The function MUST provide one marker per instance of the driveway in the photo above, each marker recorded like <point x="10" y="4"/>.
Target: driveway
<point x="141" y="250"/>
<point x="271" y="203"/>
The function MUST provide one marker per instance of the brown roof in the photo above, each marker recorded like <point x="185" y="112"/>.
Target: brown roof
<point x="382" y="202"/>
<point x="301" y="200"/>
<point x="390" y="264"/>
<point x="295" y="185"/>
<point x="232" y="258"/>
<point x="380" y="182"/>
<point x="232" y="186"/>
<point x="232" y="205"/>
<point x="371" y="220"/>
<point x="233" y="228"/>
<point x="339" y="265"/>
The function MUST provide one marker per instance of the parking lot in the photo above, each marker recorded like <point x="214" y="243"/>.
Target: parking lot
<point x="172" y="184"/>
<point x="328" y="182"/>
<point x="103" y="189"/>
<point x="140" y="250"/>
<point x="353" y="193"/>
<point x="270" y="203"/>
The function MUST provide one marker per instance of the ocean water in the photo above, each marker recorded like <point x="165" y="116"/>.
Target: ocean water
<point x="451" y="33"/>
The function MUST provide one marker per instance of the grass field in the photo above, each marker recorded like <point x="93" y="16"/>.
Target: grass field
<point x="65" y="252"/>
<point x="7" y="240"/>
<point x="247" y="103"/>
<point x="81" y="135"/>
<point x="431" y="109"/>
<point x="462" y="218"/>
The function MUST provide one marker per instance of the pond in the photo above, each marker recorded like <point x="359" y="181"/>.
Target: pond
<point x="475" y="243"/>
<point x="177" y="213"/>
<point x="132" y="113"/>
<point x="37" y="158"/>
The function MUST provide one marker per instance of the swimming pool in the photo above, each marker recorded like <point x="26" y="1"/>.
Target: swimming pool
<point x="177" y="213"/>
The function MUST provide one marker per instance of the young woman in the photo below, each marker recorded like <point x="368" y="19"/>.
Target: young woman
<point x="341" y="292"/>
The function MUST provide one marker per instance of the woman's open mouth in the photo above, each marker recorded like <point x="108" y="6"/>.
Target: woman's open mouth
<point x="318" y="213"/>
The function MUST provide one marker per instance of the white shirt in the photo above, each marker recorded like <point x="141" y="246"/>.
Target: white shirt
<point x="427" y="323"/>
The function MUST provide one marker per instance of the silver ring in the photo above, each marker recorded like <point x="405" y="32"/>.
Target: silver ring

→ **GOAL OF THE EXERCISE**
Reproduce every entry above word for word, keeping each line as it is.

→ **WRITTEN SOLUTION**
The function MUST provide one marker per instance of the driveway in the photo above, each marker recorded like <point x="10" y="4"/>.
Target: driveway
<point x="141" y="250"/>
<point x="271" y="203"/>
The function MUST provide one marker per instance of the brown roof in the photo above, each marker recorded like <point x="185" y="112"/>.
Target: brown roof
<point x="382" y="202"/>
<point x="301" y="200"/>
<point x="390" y="264"/>
<point x="295" y="185"/>
<point x="232" y="258"/>
<point x="380" y="182"/>
<point x="232" y="186"/>
<point x="232" y="205"/>
<point x="371" y="220"/>
<point x="233" y="228"/>
<point x="339" y="265"/>
The function MUST provide one marker per instance of the parking lot in the photo above, each marker recorded like <point x="214" y="243"/>.
Target: parking lot
<point x="172" y="184"/>
<point x="328" y="182"/>
<point x="103" y="189"/>
<point x="140" y="250"/>
<point x="353" y="193"/>
<point x="270" y="203"/>
The function MUST provide one marker per instance of the ocean water in the photo above, each marker recorded like <point x="165" y="116"/>.
Target: ocean water
<point x="451" y="33"/>
The function MUST provide one marker per instance of the grass field in the photo above, each marker recorded like <point x="93" y="16"/>.
Target: grass field
<point x="65" y="252"/>
<point x="7" y="240"/>
<point x="247" y="103"/>
<point x="81" y="135"/>
<point x="431" y="109"/>
<point x="462" y="218"/>
The function MUST provide one marker per instance of the pond in the photo above, each marker recorded like <point x="359" y="181"/>.
Target: pond
<point x="475" y="243"/>
<point x="177" y="213"/>
<point x="132" y="113"/>
<point x="37" y="158"/>
The function MUST provide one marker per instance of the swimming pool in the photo above, each marker recorded like <point x="26" y="1"/>.
Target: swimming pool
<point x="177" y="213"/>
The function MUST provide one marker per instance of the young woman in the photo below, each marker recorded like <point x="368" y="19"/>.
Target: young woman
<point x="341" y="292"/>
The function MUST provide one marker per instance of the woman's open mouth in the photo above, each marker recorded like <point x="108" y="6"/>.
Target: woman's open mouth
<point x="318" y="213"/>
The function MUST provide one marker per instance of the white shirt in the photo above, each marker recorded like <point x="141" y="246"/>.
Target: white shirt
<point x="427" y="323"/>
The function MUST provide one marker per instance of the silver ring in the photo above, each marker recorded like <point x="405" y="32"/>.
Target: silver ring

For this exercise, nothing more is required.